-- YOUR GOAL --
Reproduce the rows below word for word, starting at the beginning of the rows and ending with the line that contains "negative clicks: (72, 302) (508, 322)", and leave the pictures out.
▼
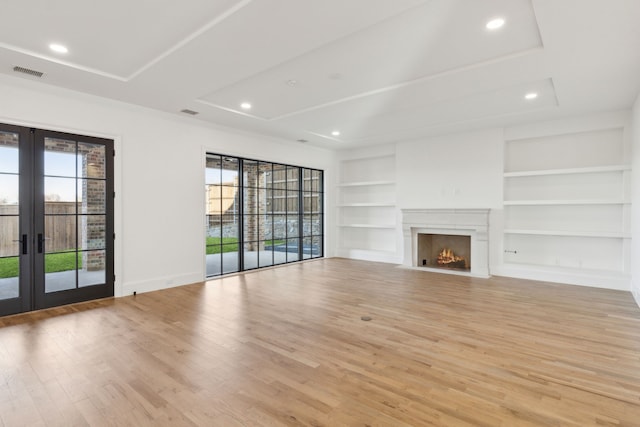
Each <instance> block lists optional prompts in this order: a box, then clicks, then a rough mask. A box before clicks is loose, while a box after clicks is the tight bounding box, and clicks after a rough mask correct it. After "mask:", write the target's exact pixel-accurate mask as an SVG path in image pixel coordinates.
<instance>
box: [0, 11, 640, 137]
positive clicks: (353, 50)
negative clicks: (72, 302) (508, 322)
mask: <svg viewBox="0 0 640 427" xmlns="http://www.w3.org/2000/svg"><path fill="white" fill-rule="evenodd" d="M0 12H1V13H2V16H3V24H2V26H0V72H2V73H5V74H10V75H14V76H18V75H19V76H23V77H24V78H28V79H34V80H40V81H42V82H44V83H47V84H51V85H56V86H62V87H66V88H70V89H74V90H78V91H82V92H87V93H91V94H95V95H99V96H104V97H109V98H114V99H118V100H122V101H126V102H131V103H134V104H139V105H143V106H147V107H152V108H156V109H159V110H163V111H167V112H171V113H175V114H180V115H184V113H181V112H180V110H182V109H190V110H194V111H197V112H199V114H198V115H197V116H195V117H194V120H205V121H209V122H213V123H217V124H222V125H226V126H231V127H236V128H240V129H244V130H249V131H253V132H259V133H262V134H266V135H271V136H277V137H282V138H285V139H288V140H293V141H296V140H299V139H304V140H307V141H308V142H307V143H308V144H313V145H317V146H322V147H327V148H331V149H343V148H352V147H358V146H365V145H370V144H380V143H387V142H395V141H399V140H407V139H416V138H421V137H425V136H430V135H437V134H443V133H449V132H459V131H466V130H472V129H478V128H483V127H489V126H510V125H515V124H521V123H527V122H532V121H537V120H546V119H553V118H560V117H566V116H571V115H578V114H585V113H591V112H597V111H612V110H620V109H628V108H630V107H631V105H632V103H633V101H634V99H635V97H636V95H637V94H638V92H639V91H640V1H639V0H185V1H180V2H178V1H175V0H110V1H96V0H94V1H87V0H56V1H50V0H0ZM495 17H502V18H504V19H505V25H504V26H503V27H502V28H500V29H498V30H495V31H490V30H488V29H487V28H486V27H485V24H486V23H487V22H488V21H489V20H490V19H492V18H495ZM53 42H56V43H61V44H64V45H66V46H67V47H68V48H69V52H68V53H66V54H57V53H54V52H52V51H51V50H50V49H49V47H48V46H49V44H50V43H53ZM15 66H20V67H25V68H29V69H33V70H37V71H41V72H44V76H43V77H41V78H36V77H32V76H27V75H24V74H20V73H16V72H14V71H13V68H14V67H15ZM530 92H536V93H538V97H537V98H536V99H535V100H525V99H524V95H525V94H527V93H530ZM242 102H250V103H251V104H252V108H251V110H249V111H244V110H242V108H241V107H240V104H241V103H242ZM334 130H340V135H339V136H333V135H332V134H331V133H332V131H334Z"/></svg>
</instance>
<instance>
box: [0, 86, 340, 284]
mask: <svg viewBox="0 0 640 427" xmlns="http://www.w3.org/2000/svg"><path fill="white" fill-rule="evenodd" d="M0 94H2V95H1V99H2V102H1V103H0V122H3V123H12V124H18V125H26V126H32V127H40V128H44V129H53V130H60V131H67V132H74V133H79V134H85V135H95V136H101V137H109V138H113V139H114V140H115V144H116V151H117V155H116V161H115V166H116V170H115V175H116V176H115V185H116V212H115V221H116V234H117V238H116V254H115V262H116V287H115V294H116V296H120V295H127V294H130V293H132V292H133V291H137V292H143V291H149V290H155V289H161V288H165V287H171V286H176V285H180V284H186V283H192V282H197V281H201V280H203V278H204V274H205V273H204V271H205V267H204V255H203V254H204V213H205V210H204V209H205V207H204V193H203V185H204V153H205V152H206V151H212V152H217V153H222V154H229V155H239V156H246V157H250V158H256V159H262V160H272V161H278V162H283V163H289V164H294V165H299V166H307V167H313V168H319V169H324V170H325V171H326V173H325V177H326V178H325V179H326V184H325V185H326V188H327V189H332V188H333V187H334V185H333V177H334V176H335V173H334V164H335V160H334V157H335V156H334V154H333V153H332V152H330V151H328V150H322V149H318V148H314V147H311V146H306V145H302V144H299V143H294V142H288V141H283V140H276V139H272V138H268V137H264V136H258V135H253V134H249V133H241V132H238V131H234V130H230V129H225V128H220V127H215V126H210V125H207V124H205V123H204V122H201V121H198V120H195V119H191V118H183V117H180V116H176V115H172V114H166V113H161V112H157V111H154V110H150V109H146V108H142V107H138V106H134V105H130V104H125V103H121V102H116V101H111V100H107V99H103V98H99V97H94V96H89V95H85V94H80V93H77V92H72V91H68V90H64V89H60V88H54V87H51V86H47V85H44V84H42V83H39V82H32V81H29V80H24V79H17V78H13V77H4V76H3V77H0ZM325 199H326V200H327V202H326V203H327V206H326V211H327V212H328V215H327V230H333V221H334V215H333V212H334V211H335V209H334V208H333V205H334V203H333V198H332V197H326V198H325ZM327 234H330V233H327ZM328 240H329V241H328V242H326V251H325V253H326V255H327V256H331V255H332V254H331V249H330V248H333V246H334V245H333V244H332V242H331V237H330V236H329V237H328Z"/></svg>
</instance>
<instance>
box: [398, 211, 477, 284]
mask: <svg viewBox="0 0 640 427" xmlns="http://www.w3.org/2000/svg"><path fill="white" fill-rule="evenodd" d="M402 231H403V237H404V260H403V264H404V265H405V266H406V267H411V268H416V269H424V270H432V271H437V272H443V273H451V274H463V275H469V276H476V277H489V209H402Z"/></svg>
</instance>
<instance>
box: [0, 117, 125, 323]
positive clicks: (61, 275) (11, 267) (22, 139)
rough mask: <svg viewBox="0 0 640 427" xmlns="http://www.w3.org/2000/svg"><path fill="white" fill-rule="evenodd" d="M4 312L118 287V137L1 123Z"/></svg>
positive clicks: (0, 141) (0, 252)
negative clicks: (117, 221) (91, 136)
mask: <svg viewBox="0 0 640 427" xmlns="http://www.w3.org/2000/svg"><path fill="white" fill-rule="evenodd" d="M0 152H1V153H0V154H2V156H1V158H2V160H0V231H1V233H0V314H9V313H16V312H21V311H28V310H33V309H40V308H45V307H52V306H56V305H61V304H68V303H72V302H78V301H85V300H89V299H94V298H101V297H106V296H112V295H113V179H112V176H113V161H112V160H113V141H111V140H107V139H102V138H93V137H87V136H81V135H71V134H67V133H61V132H53V131H47V130H38V129H25V128H19V127H14V126H7V125H2V126H0Z"/></svg>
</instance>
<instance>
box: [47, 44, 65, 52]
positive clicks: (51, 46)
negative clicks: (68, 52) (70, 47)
mask: <svg viewBox="0 0 640 427" xmlns="http://www.w3.org/2000/svg"><path fill="white" fill-rule="evenodd" d="M49 49H51V50H52V51H54V52H56V53H67V52H69V49H67V47H66V46H64V45H61V44H58V43H51V44H50V45H49Z"/></svg>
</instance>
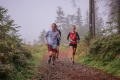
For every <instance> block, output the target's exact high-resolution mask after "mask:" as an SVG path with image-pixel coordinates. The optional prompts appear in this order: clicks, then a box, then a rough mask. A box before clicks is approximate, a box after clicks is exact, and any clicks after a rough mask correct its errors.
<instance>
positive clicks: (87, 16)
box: [84, 10, 89, 31]
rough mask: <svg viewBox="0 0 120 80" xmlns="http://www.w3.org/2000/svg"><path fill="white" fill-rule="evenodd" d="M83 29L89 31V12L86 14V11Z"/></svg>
mask: <svg viewBox="0 0 120 80" xmlns="http://www.w3.org/2000/svg"><path fill="white" fill-rule="evenodd" d="M84 27H85V28H86V30H87V31H88V30H89V12H88V10H87V11H86V14H85V23H84Z"/></svg>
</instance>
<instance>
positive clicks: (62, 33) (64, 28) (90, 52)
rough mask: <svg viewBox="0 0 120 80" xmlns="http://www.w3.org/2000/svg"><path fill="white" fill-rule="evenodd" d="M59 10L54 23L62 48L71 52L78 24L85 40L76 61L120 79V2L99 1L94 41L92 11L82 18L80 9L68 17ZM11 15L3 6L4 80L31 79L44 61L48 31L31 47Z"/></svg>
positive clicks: (2, 16) (1, 33) (84, 15)
mask: <svg viewBox="0 0 120 80" xmlns="http://www.w3.org/2000/svg"><path fill="white" fill-rule="evenodd" d="M99 2H103V3H105V5H104V7H105V8H104V9H105V11H104V13H103V14H105V15H104V16H107V19H104V16H101V13H100V12H99V7H98V4H99ZM76 3H77V1H76V0H72V4H71V5H75V4H76ZM56 9H57V10H56V11H55V12H56V14H57V16H56V19H55V20H54V21H55V23H56V24H57V26H58V28H59V29H60V30H61V32H62V37H61V39H62V40H61V49H68V46H66V44H68V41H67V35H68V33H69V32H70V31H71V26H72V25H76V27H77V29H76V31H77V32H78V33H79V35H80V38H81V40H80V43H79V45H78V49H77V56H76V62H78V63H81V64H84V65H88V66H91V67H96V68H98V69H100V70H103V71H105V72H107V73H109V74H113V75H114V76H116V77H120V1H119V0H101V1H99V0H95V30H96V32H95V33H96V36H95V37H93V38H92V39H90V36H89V10H88V9H87V10H86V13H85V15H84V16H82V15H81V8H80V7H79V8H77V9H76V12H74V14H67V15H65V13H64V9H63V8H62V6H58V7H56ZM8 12H9V10H8V9H6V8H5V7H4V6H0V80H1V79H2V80H5V79H6V80H21V79H22V80H27V79H30V78H31V76H33V75H36V74H37V68H38V67H39V66H40V60H41V58H42V56H43V55H44V54H45V53H47V49H46V46H45V45H44V43H45V42H44V36H45V34H46V32H47V31H46V30H43V31H41V33H40V35H39V36H38V39H36V40H34V42H33V44H31V42H27V41H26V40H24V39H21V38H20V36H21V35H20V34H19V29H20V26H18V25H17V24H15V22H14V20H12V19H11V17H10V15H8ZM21 27H22V26H21ZM28 31H29V30H28ZM26 32H27V31H26ZM31 37H32V36H31Z"/></svg>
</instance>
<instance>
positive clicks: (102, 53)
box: [76, 35, 120, 77]
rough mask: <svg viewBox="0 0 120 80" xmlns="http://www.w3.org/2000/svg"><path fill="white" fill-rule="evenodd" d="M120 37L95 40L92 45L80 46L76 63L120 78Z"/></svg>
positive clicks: (97, 38)
mask: <svg viewBox="0 0 120 80" xmlns="http://www.w3.org/2000/svg"><path fill="white" fill-rule="evenodd" d="M119 45H120V36H119V35H111V36H107V37H102V38H96V39H93V40H92V41H91V43H90V45H87V44H86V43H85V41H82V42H81V43H80V44H79V45H78V49H77V55H76V61H77V62H80V63H81V64H85V65H89V66H91V67H95V68H98V69H100V70H103V71H105V72H107V73H109V74H113V75H114V76H117V77H120V46H119Z"/></svg>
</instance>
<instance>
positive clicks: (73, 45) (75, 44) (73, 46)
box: [69, 44, 77, 48]
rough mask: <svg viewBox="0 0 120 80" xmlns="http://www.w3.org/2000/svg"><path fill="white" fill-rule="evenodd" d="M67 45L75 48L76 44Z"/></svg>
mask: <svg viewBox="0 0 120 80" xmlns="http://www.w3.org/2000/svg"><path fill="white" fill-rule="evenodd" d="M69 46H72V47H73V48H77V44H69Z"/></svg>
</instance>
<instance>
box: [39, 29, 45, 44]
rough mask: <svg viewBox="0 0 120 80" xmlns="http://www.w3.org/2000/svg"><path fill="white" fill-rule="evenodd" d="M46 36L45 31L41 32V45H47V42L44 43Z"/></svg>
mask: <svg viewBox="0 0 120 80" xmlns="http://www.w3.org/2000/svg"><path fill="white" fill-rule="evenodd" d="M45 34H46V31H45V30H43V31H42V32H41V34H40V36H39V43H40V44H44V43H45V42H44V37H45Z"/></svg>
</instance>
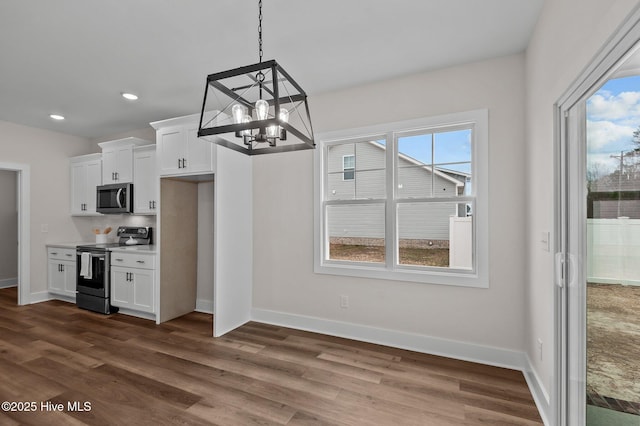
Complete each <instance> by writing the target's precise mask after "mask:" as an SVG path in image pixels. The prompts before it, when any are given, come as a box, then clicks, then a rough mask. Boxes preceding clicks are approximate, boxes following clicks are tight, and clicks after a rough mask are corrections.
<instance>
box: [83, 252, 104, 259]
mask: <svg viewBox="0 0 640 426" xmlns="http://www.w3.org/2000/svg"><path fill="white" fill-rule="evenodd" d="M85 253H86V252H85ZM89 254H90V255H91V258H92V259H93V258H96V259H100V260H105V259H106V256H107V255H106V254H105V253H100V254H93V253H89ZM79 258H80V253H78V259H79Z"/></svg>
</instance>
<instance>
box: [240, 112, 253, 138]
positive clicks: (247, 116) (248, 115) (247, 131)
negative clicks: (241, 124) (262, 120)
mask: <svg viewBox="0 0 640 426" xmlns="http://www.w3.org/2000/svg"><path fill="white" fill-rule="evenodd" d="M241 122H242V123H251V116H250V115H249V114H245V116H244V117H243V118H242V121H241ZM241 134H242V135H246V136H251V130H249V129H247V130H243V131H242V132H241Z"/></svg>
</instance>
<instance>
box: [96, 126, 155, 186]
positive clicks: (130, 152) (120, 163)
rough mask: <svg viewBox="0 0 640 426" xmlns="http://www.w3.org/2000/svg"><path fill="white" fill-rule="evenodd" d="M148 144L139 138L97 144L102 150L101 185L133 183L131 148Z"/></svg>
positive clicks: (148, 142)
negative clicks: (101, 175) (101, 173)
mask: <svg viewBox="0 0 640 426" xmlns="http://www.w3.org/2000/svg"><path fill="white" fill-rule="evenodd" d="M150 143H151V142H149V141H146V140H144V139H139V138H124V139H118V140H114V141H109V142H101V143H99V144H98V145H99V146H100V148H101V149H102V184H103V185H108V184H111V183H130V182H133V148H134V147H135V146H141V145H148V144H150Z"/></svg>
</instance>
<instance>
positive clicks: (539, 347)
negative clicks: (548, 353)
mask: <svg viewBox="0 0 640 426" xmlns="http://www.w3.org/2000/svg"><path fill="white" fill-rule="evenodd" d="M538 352H539V353H540V361H542V339H538Z"/></svg>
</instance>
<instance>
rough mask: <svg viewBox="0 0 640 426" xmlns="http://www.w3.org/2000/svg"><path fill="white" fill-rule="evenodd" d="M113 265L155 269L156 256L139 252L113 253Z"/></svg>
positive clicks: (150, 254)
mask: <svg viewBox="0 0 640 426" xmlns="http://www.w3.org/2000/svg"><path fill="white" fill-rule="evenodd" d="M111 266H122V267H125V268H139V269H155V267H156V256H155V255H154V254H139V253H118V252H113V253H111Z"/></svg>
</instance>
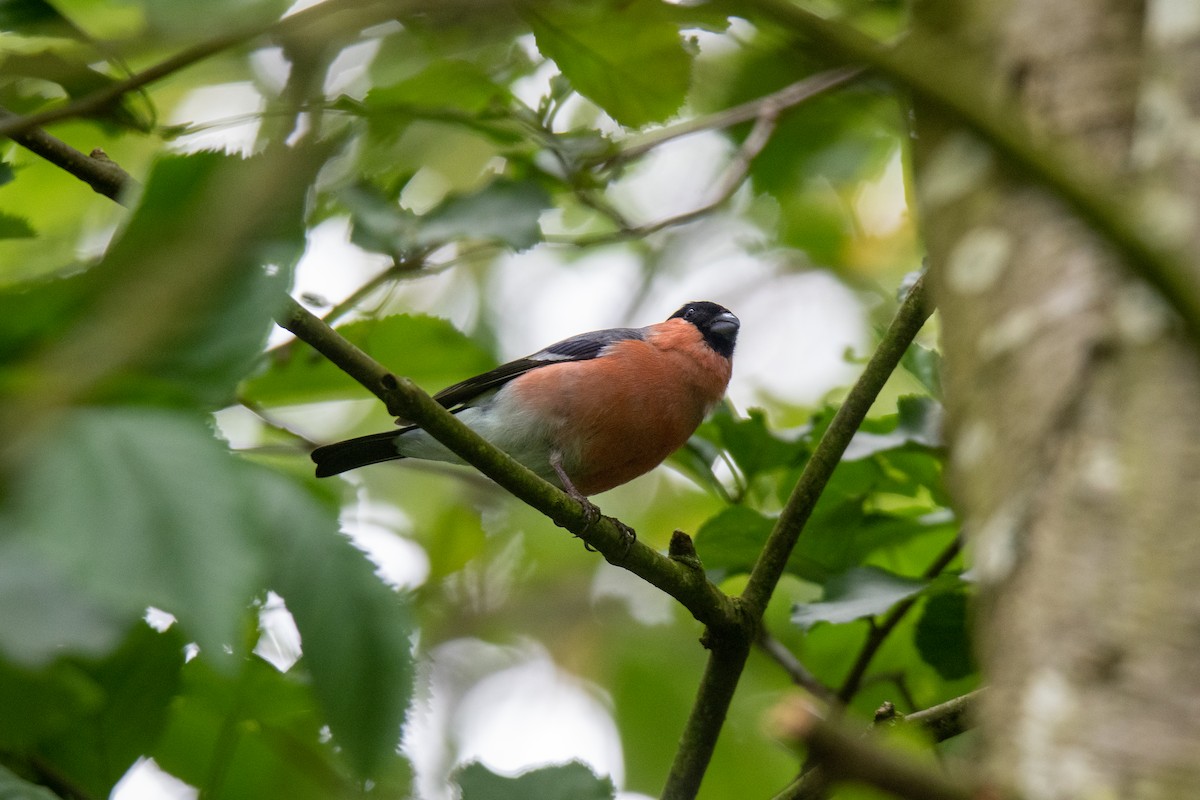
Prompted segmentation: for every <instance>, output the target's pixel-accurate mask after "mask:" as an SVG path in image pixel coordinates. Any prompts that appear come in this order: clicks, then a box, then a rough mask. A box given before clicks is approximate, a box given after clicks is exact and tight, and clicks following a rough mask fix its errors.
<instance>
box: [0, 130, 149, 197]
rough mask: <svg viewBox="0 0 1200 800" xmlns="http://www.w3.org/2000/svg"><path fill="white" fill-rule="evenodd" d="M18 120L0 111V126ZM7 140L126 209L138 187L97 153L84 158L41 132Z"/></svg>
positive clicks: (48, 135) (126, 174)
mask: <svg viewBox="0 0 1200 800" xmlns="http://www.w3.org/2000/svg"><path fill="white" fill-rule="evenodd" d="M19 119H22V118H20V116H18V115H16V114H13V113H12V112H10V110H8V109H6V108H2V107H0V125H2V124H4V122H6V121H8V120H19ZM11 136H12V140H13V142H16V143H17V144H19V145H20V146H23V148H25V149H26V150H29V151H30V152H34V154H36V155H38V156H41V157H42V158H44V160H46V161H48V162H50V163H52V164H55V166H56V167H61V168H62V169H64V170H66V172H67V173H70V174H71V175H74V176H76V178H78V179H79V180H82V181H83V182H84V184H86V185H88V186H90V187H92V188H94V190H95V191H96V192H97V193H98V194H103V196H104V197H107V198H109V199H112V200H115V201H118V203H120V204H121V205H128V198H130V194H131V192H132V190H136V188H137V186H138V184H137V181H134V180H133V179H132V178H131V176H130V174H128V173H127V172H125V170H124V169H121V167H120V164H118V163H116V162H114V161H112V160H109V158H108V156H106V155H104V154H103V152H101V151H98V150H94V151H92V154H91V155H90V156H89V155H85V154H83V152H80V151H78V150H76V149H74V148H72V146H71V145H68V144H67V143H66V142H64V140H62V139H59V138H58V137H53V136H50V134H49V133H47V132H46V131H42V130H41V128H26V130H25V131H22V132H18V133H13V134H11Z"/></svg>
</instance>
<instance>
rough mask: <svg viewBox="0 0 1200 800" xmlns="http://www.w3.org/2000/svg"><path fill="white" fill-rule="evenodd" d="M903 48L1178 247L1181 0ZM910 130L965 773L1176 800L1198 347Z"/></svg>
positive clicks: (1198, 590) (1051, 12)
mask: <svg viewBox="0 0 1200 800" xmlns="http://www.w3.org/2000/svg"><path fill="white" fill-rule="evenodd" d="M1172 12H1174V13H1172ZM916 35H917V36H918V37H920V36H926V37H930V36H937V37H940V38H946V40H949V41H950V42H953V43H954V44H956V46H959V47H960V48H961V52H962V53H965V54H970V56H968V58H970V59H971V60H972V62H971V64H964V65H962V66H961V68H962V70H965V71H967V72H971V71H976V72H977V73H978V74H985V76H988V82H986V84H985V85H986V86H988V92H989V95H988V96H986V97H980V102H986V103H995V104H997V107H998V106H1000V104H1002V103H1008V104H1012V106H1014V107H1015V108H1018V109H1019V110H1020V114H1021V116H1022V118H1024V121H1025V122H1026V124H1027V125H1028V127H1030V128H1031V130H1032V131H1034V132H1037V133H1045V134H1049V136H1051V137H1054V138H1056V139H1062V140H1066V142H1068V143H1069V144H1070V145H1072V146H1073V148H1075V149H1078V150H1082V151H1085V152H1086V154H1087V156H1088V163H1091V164H1094V166H1096V168H1097V169H1104V170H1108V172H1110V173H1115V174H1121V175H1123V176H1127V178H1128V179H1129V185H1133V184H1134V182H1135V181H1142V180H1147V179H1151V178H1154V179H1156V180H1157V182H1156V184H1154V186H1156V197H1157V198H1158V199H1157V203H1158V205H1156V206H1154V207H1156V211H1154V213H1153V218H1154V221H1156V223H1157V224H1166V225H1190V230H1192V231H1193V243H1194V245H1195V242H1196V235H1198V231H1200V223H1198V215H1196V206H1198V200H1200V169H1198V163H1200V145H1198V142H1200V134H1198V133H1196V131H1198V130H1200V127H1198V125H1200V121H1198V120H1200V55H1198V54H1200V11H1196V5H1195V0H1182V1H1181V2H1175V4H1171V2H1163V4H1160V6H1157V7H1156V8H1153V10H1152V12H1147V10H1146V8H1144V7H1142V5H1141V4H1140V2H1130V1H1128V0H1009V1H1008V2H996V1H995V0H946V1H934V0H926V2H924V4H923V5H920V7H919V8H918V23H917V32H916ZM965 61H966V59H965ZM947 68H948V70H959V68H960V66H959V65H947ZM916 133H917V146H916V169H917V186H918V196H919V200H920V205H922V215H923V224H924V228H925V236H926V241H928V247H929V254H930V263H931V271H932V281H934V288H935V291H936V297H937V301H938V308H940V311H941V314H942V338H943V349H944V365H946V375H944V378H946V380H944V386H946V404H947V420H948V422H947V427H948V429H947V433H948V437H949V440H950V443H952V453H953V455H952V459H950V464H952V486H953V489H954V492H955V494H956V498H958V503H959V506H960V509H961V511H962V515H964V518H965V523H966V528H967V530H968V531H970V534H971V536H972V542H973V552H974V561H976V566H977V570H978V575H979V581H980V602H979V607H978V609H977V610H978V613H977V630H978V639H979V651H980V656H982V663H983V666H984V670H985V674H986V680H988V682H989V685H990V686H991V690H990V691H989V692H988V693H986V696H985V699H984V708H983V710H982V717H980V727H982V732H983V748H984V754H985V756H984V763H985V765H986V769H988V776H989V778H990V780H992V781H995V782H997V783H1000V784H1001V786H1004V787H1008V788H1010V789H1014V790H1016V792H1018V793H1020V794H1021V795H1022V796H1024V798H1026V799H1027V800H1039V799H1043V798H1154V799H1159V798H1164V799H1165V798H1189V799H1190V798H1194V796H1196V792H1198V787H1200V590H1198V588H1200V360H1198V350H1196V348H1195V345H1194V344H1193V343H1192V342H1190V341H1188V339H1187V338H1186V337H1184V336H1183V333H1182V332H1181V327H1180V325H1178V324H1177V323H1176V320H1175V319H1174V317H1172V315H1171V314H1170V313H1169V312H1168V311H1166V309H1165V306H1164V305H1163V303H1162V301H1160V300H1159V299H1158V297H1157V296H1156V295H1154V294H1152V293H1151V291H1150V290H1148V289H1146V288H1145V287H1144V285H1142V284H1141V283H1140V282H1138V281H1135V279H1134V278H1132V277H1129V276H1128V273H1127V272H1126V271H1123V270H1122V269H1121V265H1120V263H1117V261H1116V260H1115V258H1114V257H1112V255H1111V254H1110V252H1109V251H1108V249H1106V247H1105V246H1104V243H1103V239H1102V237H1100V236H1098V235H1096V234H1094V233H1093V231H1091V230H1088V229H1086V228H1085V227H1084V225H1082V224H1081V223H1079V222H1078V221H1076V219H1074V218H1073V217H1072V216H1070V213H1069V212H1068V211H1066V209H1064V207H1063V206H1062V204H1060V203H1058V201H1057V200H1056V199H1055V198H1054V197H1052V196H1051V194H1050V193H1049V192H1046V191H1045V190H1043V188H1042V187H1038V186H1034V185H1031V184H1028V182H1026V181H1025V180H1022V176H1021V175H1020V174H1018V173H1016V172H1015V170H1014V169H1013V168H1012V167H1010V166H1009V164H1007V163H1003V162H1000V161H997V160H996V158H995V157H994V156H992V154H991V152H990V151H989V150H988V149H986V146H985V145H983V144H982V143H979V142H978V140H976V139H973V138H971V137H970V136H968V134H966V133H964V132H962V131H961V130H958V128H955V127H954V121H953V120H949V119H946V118H938V116H937V114H936V113H935V112H931V110H930V109H922V108H918V109H917V131H916ZM1198 249H1200V248H1198Z"/></svg>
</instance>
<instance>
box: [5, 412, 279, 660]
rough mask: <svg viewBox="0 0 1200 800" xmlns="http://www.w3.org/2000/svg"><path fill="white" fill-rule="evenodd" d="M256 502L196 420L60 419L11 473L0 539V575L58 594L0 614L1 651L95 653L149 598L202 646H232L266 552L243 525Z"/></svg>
▲
-- SOLUTION BELOW --
Each <instance> block lists optional prompts in this order: a box, then clicks, then a rough mask. A box before clicks is loose, while a box after clicks is the tight bounding box, and clicks after a rough mask correct it. After "mask:", write the target's exact pixel-accurate mask as an SVG path in image pixel coordinates.
<instance>
box: [0, 11, 640, 137]
positive clicks: (353, 50)
negative clicks: (72, 302) (508, 322)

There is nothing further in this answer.